- What you need to do:
A – According to the bone grafting excerpt below, how soon after the gum is sutured does a follow-up appointment need to be made?
B – Do the following statements agree with the bone grafting excerpt below? Answer yes or no for each, and quote the words that decide it. (i) A xenograft uses cow bone. (ii) The surgery requires an overnight stay. (iii) When large amounts of bone need to be harvested, the chin is generally used.

- Excerpt:
What Does Bone Grafting Involve?
Initially, the dentist will thoroughly examine the affected area in order to assess the general condition of the teeth and gums. If periodontal disease is present or the adjacent teeth are in poor condition, these factors will be fully addressed before the bone grafting procedure can begin. The dentist will also recommend panoramic x-rays in order to assess the precise depth and width of the existing bone. On occasion, a CAT scan may be recommended to determine the bone condition. Depending on these results, the dentist may also anesthetize the area and explore into the gum in order to determine what kind and how much bone is required.
Types of Bone Grafts
There are several types of bone grafts. Your dentist will determine the best type for your particular condition.
- Autogenous bone graft – In this type of graft the bone is removed from elsewhere in the body and implanted in the mouth. Common donor sites for bone grafting include the iliac section of the pelvis, the chin and the posterior third molar areas of the jaw. If large amounts of bone need to be harvested, the hip or the shin bone (tibia) is generally used.
- Allograft – Synthetic bone (man made) can be created in the laboratory and used in the bone grafting procedure. Bone can also be obtained from a bone bank (cadaver bone).
- Xenograft – This is the implantation of bovine (cow) bone. A xenograft is perfectly safe and has been used successfully for many years. Ample bone can be obtained and no secondary donor site is necessary.
The Bone Grafting Procedure
Bone grafting is a fairly simple procedure which may be performed under local anesthetic; however if large amounts of bone area need to be grafted, general anesthetic may be required. Initially, if an autogenous bone graft is being used, the grafting material needs to be harvested or for insertion.
During the surgery, the dentist will numb the grafting and extraction sites using local anesthetic. A small incision will be made to prepare the site for the new bone and it will be anchored into place. This bone will fuse with the existing bone and the migration of cells will cause firm adhesion and cell growth.
The gum is sutured in place and a follow up appointment will need to be made within 10 days to assess progress. The surgery does not require an overnight stay, and you will be provided with comprehensive instructions for your post-operative care. The dentist will prescribe medications to help manage infection, discomfort and swelling.
The bone regeneration process may be aided by:
- Gum/bone tissue regeneration – A thin barrier (membrane) is placed below the gum line over the grafting material. This barrier creates enough space for healthy tissue to grow and separates the faster growing gum tissue from the slower growing fibers. This means that bone cells can migrate to the protected area and grow naturally.
- Tissue stimulating proteins – Enamel matrix proteins occur during natural tooth development. Emdogain is a matrix protein product which is usually placed on the affected site before the gum is sutured. It mediates the formation of accellular cementum on the tooth which provides a foundation to allow periodontal attachment to occur. Tissue stimulating proteins help to create lost support in areas affected by periodontal defects.
- Platelet-rich growth factors –A high platelet concentration liquid can be used to create a blood clot at the site of a wound. It has recently been discovered that PRGF also stimulates bone growth – meaning a denser graft in a shorter time period.

Records from a dataset

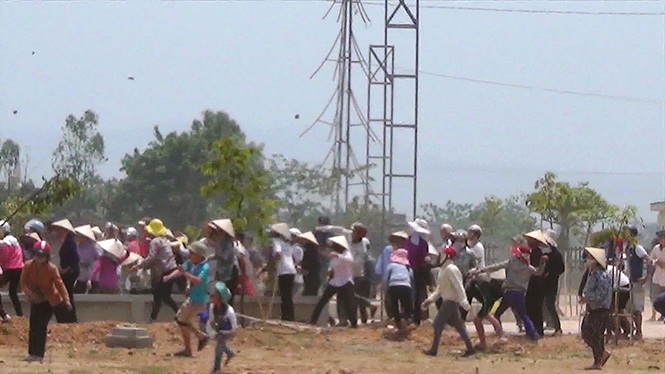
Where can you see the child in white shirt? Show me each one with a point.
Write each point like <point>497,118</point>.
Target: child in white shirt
<point>222,324</point>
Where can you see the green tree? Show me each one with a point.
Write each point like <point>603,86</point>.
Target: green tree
<point>165,179</point>
<point>571,207</point>
<point>302,189</point>
<point>10,154</point>
<point>81,148</point>
<point>458,215</point>
<point>31,201</point>
<point>241,181</point>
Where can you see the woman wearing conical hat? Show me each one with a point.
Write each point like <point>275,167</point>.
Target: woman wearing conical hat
<point>88,254</point>
<point>70,269</point>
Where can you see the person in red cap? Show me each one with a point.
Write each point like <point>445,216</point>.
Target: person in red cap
<point>450,287</point>
<point>43,287</point>
<point>518,274</point>
<point>399,282</point>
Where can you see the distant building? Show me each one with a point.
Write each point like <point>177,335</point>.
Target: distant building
<point>659,207</point>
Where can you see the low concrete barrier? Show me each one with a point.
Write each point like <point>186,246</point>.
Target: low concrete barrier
<point>136,308</point>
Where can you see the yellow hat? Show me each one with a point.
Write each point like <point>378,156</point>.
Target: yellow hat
<point>599,255</point>
<point>309,236</point>
<point>133,257</point>
<point>86,232</point>
<point>537,235</point>
<point>169,234</point>
<point>399,234</point>
<point>339,240</point>
<point>183,239</point>
<point>114,248</point>
<point>156,228</point>
<point>225,225</point>
<point>64,224</point>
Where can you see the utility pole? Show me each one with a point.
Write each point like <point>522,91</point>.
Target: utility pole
<point>347,114</point>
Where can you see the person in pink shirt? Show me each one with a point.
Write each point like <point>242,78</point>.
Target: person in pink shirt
<point>11,262</point>
<point>105,269</point>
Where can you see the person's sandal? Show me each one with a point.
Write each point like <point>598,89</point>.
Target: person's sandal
<point>606,356</point>
<point>183,353</point>
<point>202,344</point>
<point>229,356</point>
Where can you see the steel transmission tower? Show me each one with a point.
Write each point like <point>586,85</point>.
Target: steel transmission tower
<point>392,106</point>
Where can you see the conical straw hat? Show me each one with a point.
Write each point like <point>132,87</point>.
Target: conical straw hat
<point>282,229</point>
<point>225,225</point>
<point>114,248</point>
<point>86,231</point>
<point>309,236</point>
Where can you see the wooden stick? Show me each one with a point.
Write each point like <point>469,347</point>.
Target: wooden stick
<point>272,298</point>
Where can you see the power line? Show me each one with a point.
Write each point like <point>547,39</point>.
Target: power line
<point>549,89</point>
<point>464,8</point>
<point>568,12</point>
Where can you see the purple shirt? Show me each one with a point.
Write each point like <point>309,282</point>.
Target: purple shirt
<point>88,255</point>
<point>107,271</point>
<point>417,253</point>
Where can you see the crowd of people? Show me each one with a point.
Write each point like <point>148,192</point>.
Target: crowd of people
<point>411,274</point>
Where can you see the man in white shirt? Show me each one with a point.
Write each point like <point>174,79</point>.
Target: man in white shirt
<point>286,268</point>
<point>658,258</point>
<point>341,281</point>
<point>359,248</point>
<point>637,256</point>
<point>621,282</point>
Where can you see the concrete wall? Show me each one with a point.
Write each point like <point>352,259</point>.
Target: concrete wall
<point>136,308</point>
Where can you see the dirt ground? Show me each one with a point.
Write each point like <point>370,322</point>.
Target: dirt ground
<point>79,349</point>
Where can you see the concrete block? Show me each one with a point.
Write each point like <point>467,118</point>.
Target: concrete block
<point>128,336</point>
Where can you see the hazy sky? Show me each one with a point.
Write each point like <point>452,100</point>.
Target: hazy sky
<point>253,59</point>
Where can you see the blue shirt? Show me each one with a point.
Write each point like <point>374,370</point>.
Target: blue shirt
<point>598,290</point>
<point>198,294</point>
<point>383,261</point>
<point>398,275</point>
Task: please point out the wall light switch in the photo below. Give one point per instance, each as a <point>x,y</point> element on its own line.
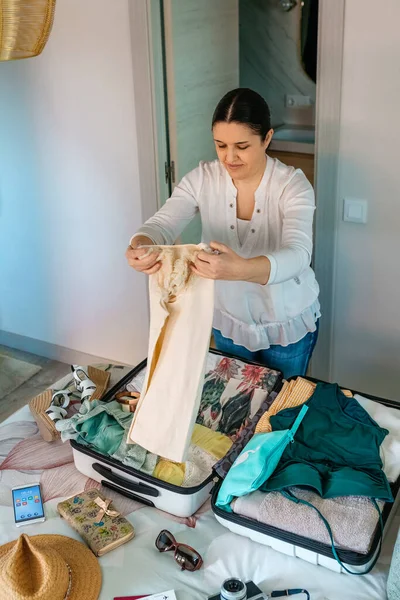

- Solutions to the problems:
A – Within 10 days.

B –
(i) Yes: "This is the implantation of bovine (cow) bone."
(ii) No: "The surgery does not require an overnight stay"
(iii) No: "If large amounts of bone need to be harvested, the hip or the shin bone (tibia) is generally used."